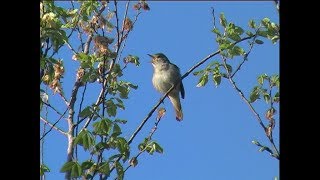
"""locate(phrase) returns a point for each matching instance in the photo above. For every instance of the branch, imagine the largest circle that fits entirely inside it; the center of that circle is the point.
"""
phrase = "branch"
(250, 107)
(153, 130)
(53, 126)
(166, 94)
(247, 54)
(276, 2)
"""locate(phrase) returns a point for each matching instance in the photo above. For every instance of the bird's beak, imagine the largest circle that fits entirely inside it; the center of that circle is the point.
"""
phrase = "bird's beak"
(151, 57)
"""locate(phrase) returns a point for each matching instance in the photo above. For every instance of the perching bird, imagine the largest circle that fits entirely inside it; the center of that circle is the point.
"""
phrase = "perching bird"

#### Problem:
Restate all of the material word for word. Keep out every picture.

#### Exercise output:
"""locate(phrase) returns a point for each matching instance in the photo above. For every instance of the branch, imagine the largest circle that fits entirely inside it; the center of that circle is the point.
"""
phrase = "branch"
(250, 107)
(153, 130)
(53, 126)
(166, 94)
(247, 54)
(276, 2)
"""locate(phrase) returns a point for each matching instance in the photo above. For every instance of the bird's beak, imagine the largest circle that fits entirely inside it; the center of that circle is the point.
"""
phrase = "bird's beak"
(151, 57)
"""locate(phrase) returns a point for each matching instance in the photo above. For every instance of the perching bird, imagine the largest circle that fits entirely inside it; the center of that circle is the point.
"""
phrase = "perching bird"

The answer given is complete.